[Items listed in a dataset]

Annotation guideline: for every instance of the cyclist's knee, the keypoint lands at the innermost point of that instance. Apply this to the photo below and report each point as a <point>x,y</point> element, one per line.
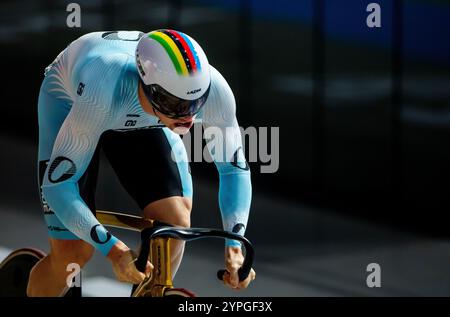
<point>173,210</point>
<point>70,251</point>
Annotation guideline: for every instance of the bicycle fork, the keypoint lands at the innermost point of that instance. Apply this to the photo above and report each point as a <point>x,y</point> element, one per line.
<point>161,277</point>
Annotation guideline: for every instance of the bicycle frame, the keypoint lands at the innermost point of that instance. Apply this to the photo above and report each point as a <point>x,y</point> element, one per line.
<point>155,246</point>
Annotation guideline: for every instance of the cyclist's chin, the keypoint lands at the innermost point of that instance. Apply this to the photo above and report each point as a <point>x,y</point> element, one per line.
<point>180,129</point>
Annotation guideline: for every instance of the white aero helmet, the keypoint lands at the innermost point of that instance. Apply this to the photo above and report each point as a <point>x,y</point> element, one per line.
<point>174,72</point>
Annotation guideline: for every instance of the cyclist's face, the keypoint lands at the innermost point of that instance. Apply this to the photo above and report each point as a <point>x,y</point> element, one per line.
<point>178,125</point>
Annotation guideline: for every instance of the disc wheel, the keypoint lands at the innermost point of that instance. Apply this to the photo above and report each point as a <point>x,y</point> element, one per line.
<point>15,271</point>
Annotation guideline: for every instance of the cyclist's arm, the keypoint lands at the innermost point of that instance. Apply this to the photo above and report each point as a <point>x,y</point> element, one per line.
<point>235,190</point>
<point>74,147</point>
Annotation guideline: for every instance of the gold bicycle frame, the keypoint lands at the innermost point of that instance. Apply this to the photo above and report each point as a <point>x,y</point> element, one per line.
<point>161,277</point>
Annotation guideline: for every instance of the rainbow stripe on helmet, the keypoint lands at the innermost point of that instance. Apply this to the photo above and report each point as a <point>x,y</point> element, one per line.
<point>180,50</point>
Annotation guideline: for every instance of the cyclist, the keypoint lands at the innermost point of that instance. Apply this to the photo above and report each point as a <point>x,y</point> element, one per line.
<point>131,94</point>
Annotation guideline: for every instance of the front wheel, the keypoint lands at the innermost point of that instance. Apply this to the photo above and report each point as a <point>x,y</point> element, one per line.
<point>178,292</point>
<point>15,271</point>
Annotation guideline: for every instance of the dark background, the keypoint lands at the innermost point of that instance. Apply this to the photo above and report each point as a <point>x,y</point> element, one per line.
<point>364,113</point>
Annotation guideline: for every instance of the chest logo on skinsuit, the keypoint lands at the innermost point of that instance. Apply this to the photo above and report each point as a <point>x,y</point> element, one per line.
<point>130,123</point>
<point>61,169</point>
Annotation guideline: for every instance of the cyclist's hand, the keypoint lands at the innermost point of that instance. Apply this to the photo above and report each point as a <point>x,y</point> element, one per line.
<point>233,261</point>
<point>122,259</point>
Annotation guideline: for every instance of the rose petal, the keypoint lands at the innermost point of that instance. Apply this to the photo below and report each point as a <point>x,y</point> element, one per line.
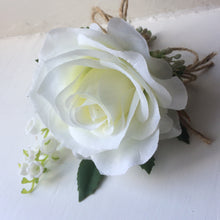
<point>130,153</point>
<point>175,130</point>
<point>126,36</point>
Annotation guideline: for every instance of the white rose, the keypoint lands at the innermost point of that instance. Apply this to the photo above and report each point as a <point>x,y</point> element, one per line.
<point>104,97</point>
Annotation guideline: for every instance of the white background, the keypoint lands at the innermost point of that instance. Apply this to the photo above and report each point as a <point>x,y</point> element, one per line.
<point>184,184</point>
<point>31,16</point>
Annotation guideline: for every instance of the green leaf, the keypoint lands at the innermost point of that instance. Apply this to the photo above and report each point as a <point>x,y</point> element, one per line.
<point>148,165</point>
<point>184,136</point>
<point>88,179</point>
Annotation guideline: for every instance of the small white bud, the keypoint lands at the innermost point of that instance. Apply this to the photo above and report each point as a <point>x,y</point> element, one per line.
<point>33,126</point>
<point>24,167</point>
<point>49,145</point>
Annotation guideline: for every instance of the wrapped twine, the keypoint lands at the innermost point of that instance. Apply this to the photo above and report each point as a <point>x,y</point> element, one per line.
<point>189,73</point>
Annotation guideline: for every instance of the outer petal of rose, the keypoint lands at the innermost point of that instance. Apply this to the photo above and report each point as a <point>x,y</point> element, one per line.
<point>60,77</point>
<point>141,130</point>
<point>177,91</point>
<point>159,68</point>
<point>127,36</point>
<point>62,40</point>
<point>175,130</point>
<point>130,153</point>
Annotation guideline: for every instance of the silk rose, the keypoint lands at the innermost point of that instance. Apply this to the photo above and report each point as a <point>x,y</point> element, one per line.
<point>104,97</point>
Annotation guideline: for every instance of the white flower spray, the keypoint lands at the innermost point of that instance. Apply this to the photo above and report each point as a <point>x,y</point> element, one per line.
<point>36,158</point>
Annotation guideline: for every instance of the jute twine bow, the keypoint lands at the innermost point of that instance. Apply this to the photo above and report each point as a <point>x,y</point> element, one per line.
<point>188,74</point>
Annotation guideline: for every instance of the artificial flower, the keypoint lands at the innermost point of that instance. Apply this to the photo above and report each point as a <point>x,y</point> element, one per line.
<point>103,96</point>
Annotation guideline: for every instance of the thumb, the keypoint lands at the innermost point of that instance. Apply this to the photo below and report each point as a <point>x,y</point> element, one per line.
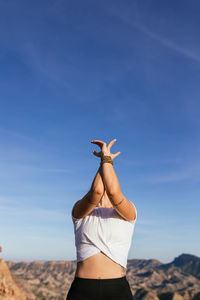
<point>116,154</point>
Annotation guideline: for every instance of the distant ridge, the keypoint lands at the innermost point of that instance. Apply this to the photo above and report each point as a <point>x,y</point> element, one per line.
<point>148,278</point>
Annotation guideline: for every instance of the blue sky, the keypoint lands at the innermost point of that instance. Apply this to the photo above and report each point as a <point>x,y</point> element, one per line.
<point>74,71</point>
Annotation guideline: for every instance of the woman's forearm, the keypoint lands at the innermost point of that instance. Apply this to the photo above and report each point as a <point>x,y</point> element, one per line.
<point>97,184</point>
<point>110,179</point>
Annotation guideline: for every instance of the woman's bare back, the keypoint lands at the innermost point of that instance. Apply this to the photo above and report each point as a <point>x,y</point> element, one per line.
<point>99,266</point>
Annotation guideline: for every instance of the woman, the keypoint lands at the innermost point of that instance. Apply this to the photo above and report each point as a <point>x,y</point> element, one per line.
<point>104,222</point>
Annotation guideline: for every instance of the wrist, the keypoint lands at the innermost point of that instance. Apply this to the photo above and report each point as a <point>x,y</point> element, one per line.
<point>106,159</point>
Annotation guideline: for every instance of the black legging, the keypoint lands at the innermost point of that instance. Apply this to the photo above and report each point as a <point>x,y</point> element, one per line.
<point>99,289</point>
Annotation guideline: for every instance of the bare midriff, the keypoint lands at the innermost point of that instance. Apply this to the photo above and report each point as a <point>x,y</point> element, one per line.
<point>99,266</point>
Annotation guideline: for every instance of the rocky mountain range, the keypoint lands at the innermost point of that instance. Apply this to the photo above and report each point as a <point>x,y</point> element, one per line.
<point>149,279</point>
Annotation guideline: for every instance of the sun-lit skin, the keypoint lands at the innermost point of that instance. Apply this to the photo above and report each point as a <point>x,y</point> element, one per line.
<point>105,201</point>
<point>99,265</point>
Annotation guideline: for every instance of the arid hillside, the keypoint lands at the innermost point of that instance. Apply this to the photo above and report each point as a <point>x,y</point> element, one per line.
<point>148,279</point>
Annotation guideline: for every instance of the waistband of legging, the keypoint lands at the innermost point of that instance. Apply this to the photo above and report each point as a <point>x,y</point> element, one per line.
<point>110,280</point>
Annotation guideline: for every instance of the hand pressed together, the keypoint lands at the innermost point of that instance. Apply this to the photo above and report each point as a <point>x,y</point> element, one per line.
<point>105,149</point>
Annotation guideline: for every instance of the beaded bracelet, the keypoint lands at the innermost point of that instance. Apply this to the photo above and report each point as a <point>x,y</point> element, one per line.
<point>106,159</point>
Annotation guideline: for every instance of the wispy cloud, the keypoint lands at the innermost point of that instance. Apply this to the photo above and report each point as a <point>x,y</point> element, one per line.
<point>166,42</point>
<point>191,173</point>
<point>155,36</point>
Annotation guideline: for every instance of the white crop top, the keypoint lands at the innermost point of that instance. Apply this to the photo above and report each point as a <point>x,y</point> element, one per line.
<point>103,230</point>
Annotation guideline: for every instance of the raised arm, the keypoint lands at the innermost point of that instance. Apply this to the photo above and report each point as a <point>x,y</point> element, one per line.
<point>84,206</point>
<point>124,207</point>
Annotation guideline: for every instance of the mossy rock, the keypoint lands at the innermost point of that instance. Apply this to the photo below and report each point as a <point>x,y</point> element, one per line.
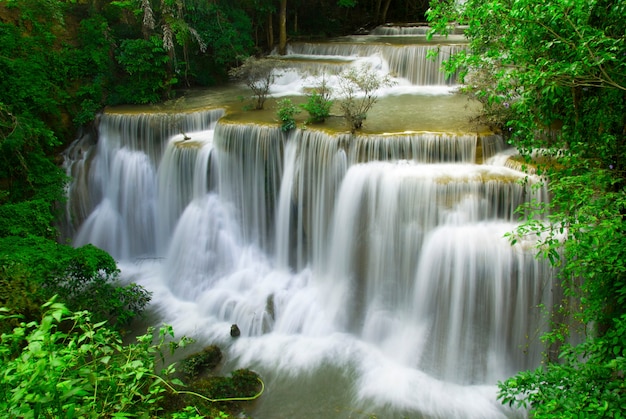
<point>201,363</point>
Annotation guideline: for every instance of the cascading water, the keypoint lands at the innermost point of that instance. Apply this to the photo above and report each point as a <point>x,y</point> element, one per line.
<point>368,274</point>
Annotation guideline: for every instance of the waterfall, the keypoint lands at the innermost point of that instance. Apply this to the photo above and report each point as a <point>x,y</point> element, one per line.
<point>369,274</point>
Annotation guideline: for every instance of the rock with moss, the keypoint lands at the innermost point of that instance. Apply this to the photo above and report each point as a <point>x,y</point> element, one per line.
<point>201,363</point>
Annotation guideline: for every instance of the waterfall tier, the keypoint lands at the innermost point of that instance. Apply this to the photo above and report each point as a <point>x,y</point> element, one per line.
<point>369,274</point>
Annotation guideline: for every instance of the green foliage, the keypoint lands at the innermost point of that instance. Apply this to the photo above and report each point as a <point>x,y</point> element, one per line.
<point>227,31</point>
<point>357,87</point>
<point>552,76</point>
<point>84,278</point>
<point>199,363</point>
<point>592,388</point>
<point>145,75</point>
<point>319,102</point>
<point>66,366</point>
<point>286,113</point>
<point>258,75</point>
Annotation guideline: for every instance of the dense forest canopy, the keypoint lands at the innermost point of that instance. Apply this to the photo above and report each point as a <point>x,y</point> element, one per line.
<point>551,76</point>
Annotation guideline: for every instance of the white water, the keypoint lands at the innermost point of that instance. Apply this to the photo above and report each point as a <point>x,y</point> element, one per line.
<point>368,275</point>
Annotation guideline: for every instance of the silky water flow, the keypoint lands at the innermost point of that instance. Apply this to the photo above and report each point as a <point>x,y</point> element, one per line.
<point>369,274</point>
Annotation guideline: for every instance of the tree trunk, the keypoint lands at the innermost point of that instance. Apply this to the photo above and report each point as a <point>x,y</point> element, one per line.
<point>282,19</point>
<point>383,18</point>
<point>270,31</point>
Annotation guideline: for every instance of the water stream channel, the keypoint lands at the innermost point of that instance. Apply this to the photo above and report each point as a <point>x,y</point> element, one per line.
<point>369,274</point>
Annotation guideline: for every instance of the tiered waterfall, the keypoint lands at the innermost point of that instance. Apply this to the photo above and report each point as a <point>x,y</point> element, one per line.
<point>369,274</point>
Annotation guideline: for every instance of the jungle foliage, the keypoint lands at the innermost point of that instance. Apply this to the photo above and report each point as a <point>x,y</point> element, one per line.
<point>65,365</point>
<point>552,78</point>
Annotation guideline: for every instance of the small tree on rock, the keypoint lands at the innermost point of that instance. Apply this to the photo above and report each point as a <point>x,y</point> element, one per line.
<point>319,102</point>
<point>358,87</point>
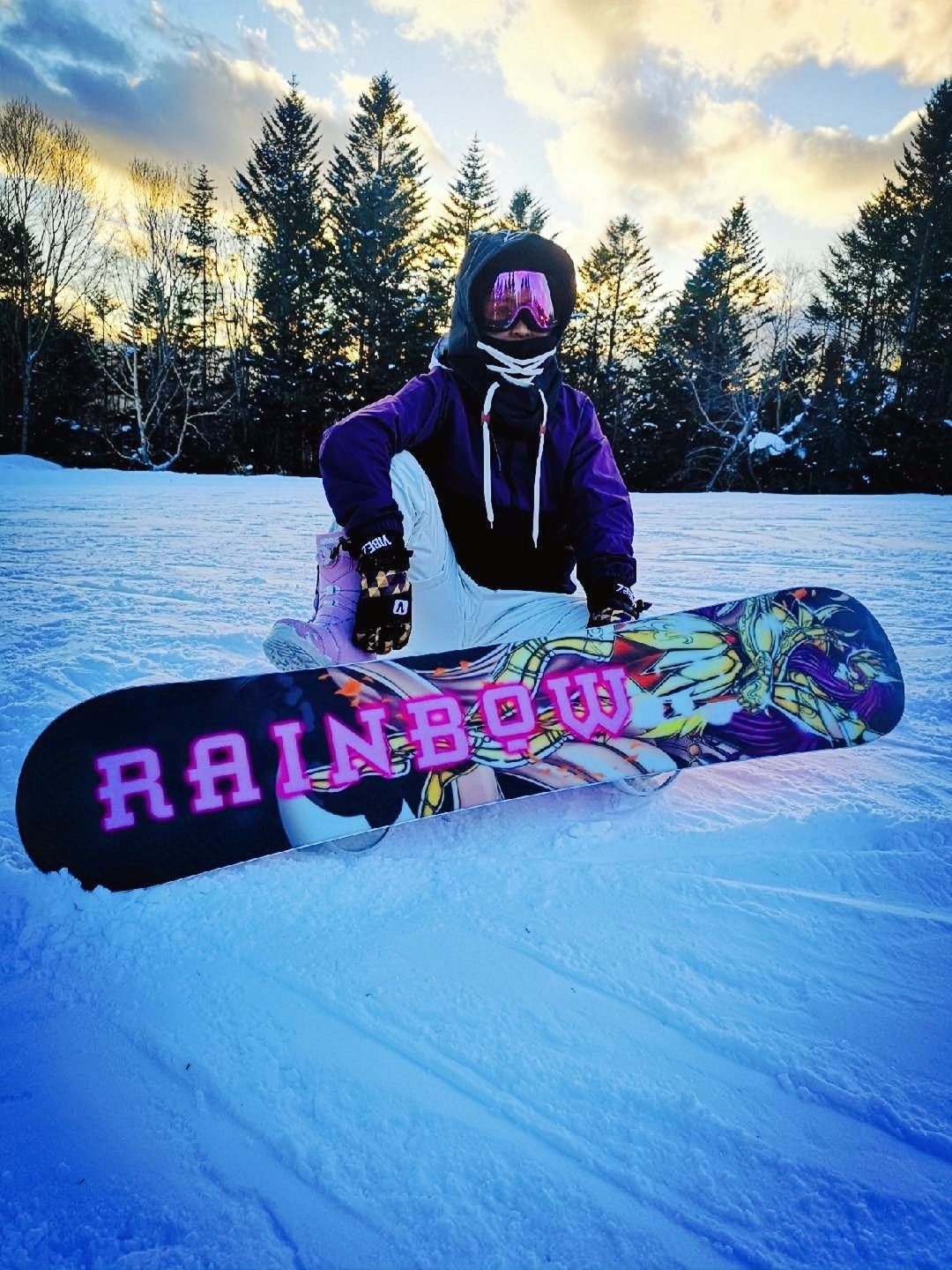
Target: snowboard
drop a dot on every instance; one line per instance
(158, 782)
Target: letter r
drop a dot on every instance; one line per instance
(129, 773)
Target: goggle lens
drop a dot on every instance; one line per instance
(521, 291)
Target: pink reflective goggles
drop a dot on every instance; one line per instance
(521, 291)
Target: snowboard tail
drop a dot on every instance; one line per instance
(150, 784)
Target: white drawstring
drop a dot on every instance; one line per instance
(537, 482)
(524, 372)
(487, 465)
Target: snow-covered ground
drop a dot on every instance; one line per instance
(706, 1027)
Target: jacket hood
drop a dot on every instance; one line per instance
(489, 254)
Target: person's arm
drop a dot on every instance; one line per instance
(355, 455)
(599, 508)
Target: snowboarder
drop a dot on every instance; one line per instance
(487, 470)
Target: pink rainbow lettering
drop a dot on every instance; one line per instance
(509, 715)
(221, 757)
(579, 705)
(438, 733)
(292, 773)
(129, 773)
(346, 746)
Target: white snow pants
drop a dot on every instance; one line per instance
(450, 609)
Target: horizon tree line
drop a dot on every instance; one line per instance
(165, 333)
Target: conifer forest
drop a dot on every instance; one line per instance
(212, 331)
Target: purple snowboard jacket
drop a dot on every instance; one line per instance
(480, 474)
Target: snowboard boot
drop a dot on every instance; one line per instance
(325, 639)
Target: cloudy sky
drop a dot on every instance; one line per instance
(666, 109)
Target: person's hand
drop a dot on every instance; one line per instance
(611, 601)
(385, 605)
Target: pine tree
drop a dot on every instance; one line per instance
(925, 188)
(376, 210)
(709, 344)
(469, 210)
(199, 259)
(471, 201)
(282, 195)
(524, 213)
(883, 315)
(609, 337)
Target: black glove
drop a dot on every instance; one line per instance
(611, 601)
(385, 605)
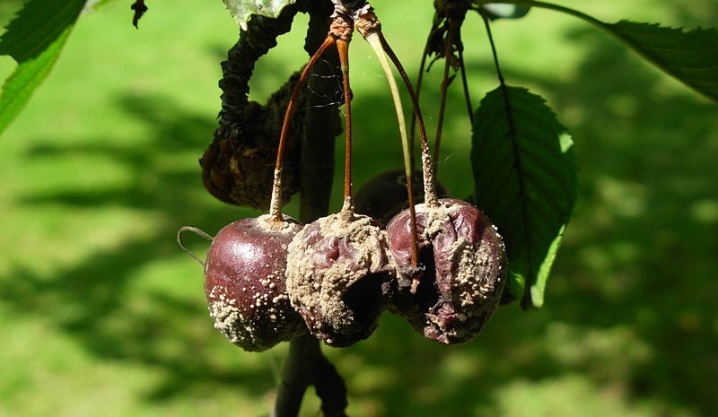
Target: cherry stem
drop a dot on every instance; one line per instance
(275, 204)
(465, 85)
(420, 78)
(442, 105)
(430, 197)
(343, 49)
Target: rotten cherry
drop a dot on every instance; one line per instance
(457, 283)
(339, 277)
(244, 283)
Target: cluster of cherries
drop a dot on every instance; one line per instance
(269, 279)
(440, 264)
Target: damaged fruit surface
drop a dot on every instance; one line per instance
(339, 277)
(245, 283)
(462, 270)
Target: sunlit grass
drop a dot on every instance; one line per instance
(103, 315)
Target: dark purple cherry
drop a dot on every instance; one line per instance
(244, 283)
(462, 274)
(339, 277)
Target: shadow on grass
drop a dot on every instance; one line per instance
(100, 302)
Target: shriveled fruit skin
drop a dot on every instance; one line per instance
(464, 272)
(339, 277)
(244, 283)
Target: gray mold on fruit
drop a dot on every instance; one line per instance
(245, 283)
(464, 270)
(339, 276)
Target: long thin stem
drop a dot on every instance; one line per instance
(343, 49)
(275, 204)
(430, 197)
(444, 90)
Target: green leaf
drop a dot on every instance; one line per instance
(526, 182)
(242, 10)
(691, 57)
(34, 39)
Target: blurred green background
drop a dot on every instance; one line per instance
(103, 315)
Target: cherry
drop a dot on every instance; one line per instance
(459, 283)
(339, 277)
(244, 282)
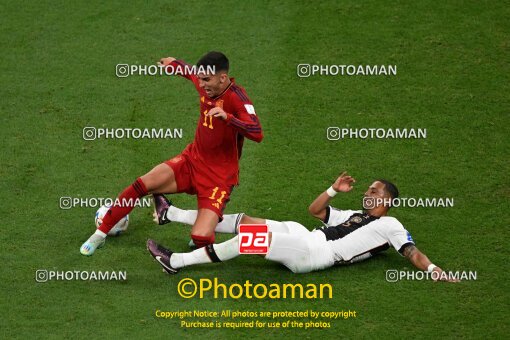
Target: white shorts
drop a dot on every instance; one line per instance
(301, 250)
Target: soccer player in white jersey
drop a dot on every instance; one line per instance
(348, 236)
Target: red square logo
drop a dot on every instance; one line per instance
(253, 239)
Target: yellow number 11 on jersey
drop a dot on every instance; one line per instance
(205, 120)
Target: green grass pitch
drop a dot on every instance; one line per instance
(57, 76)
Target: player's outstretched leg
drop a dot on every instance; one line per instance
(166, 211)
(291, 250)
(161, 207)
(162, 255)
(160, 179)
(171, 262)
(135, 191)
(231, 222)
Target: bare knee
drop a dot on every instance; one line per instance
(252, 220)
(161, 179)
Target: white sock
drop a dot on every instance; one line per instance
(227, 226)
(182, 216)
(277, 227)
(100, 233)
(225, 251)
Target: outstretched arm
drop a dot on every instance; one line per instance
(421, 261)
(342, 184)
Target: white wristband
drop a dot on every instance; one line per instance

*YOUR OBJECTIVE*
Reproduce the items word for word, from the first line of the items through the line containing "<point>180,129</point>", including both of those lines. Omit the pictures from your copy.

*RESULT OF THE EXERCISE*
Annotation guideline: for every instance of the cyclist's knee, the keypoint lands at the innermost point of that instance. Apply this to the photo below and report each point as a <point>x,y</point> element, one per line.
<point>173,210</point>
<point>70,251</point>
Annotation guideline: for every instance of the bicycle fork, the keypoint lands at the innermost point of that instance. Apply this to the photo above and report each point as a <point>x,y</point> element, one per line.
<point>161,277</point>
Annotation guideline: for every instance of the bicycle frame, the keypoint lands at the innermost point of that instance. Apply this to the photo above and report each point as a <point>x,y</point> element, one per line.
<point>155,246</point>
Annotation guideline: for every instance of the cyclist's chin, the keypoint lands at the innermost point of that instance. Apply this to the photo above and report each point as a <point>x,y</point> element, one per line.
<point>180,129</point>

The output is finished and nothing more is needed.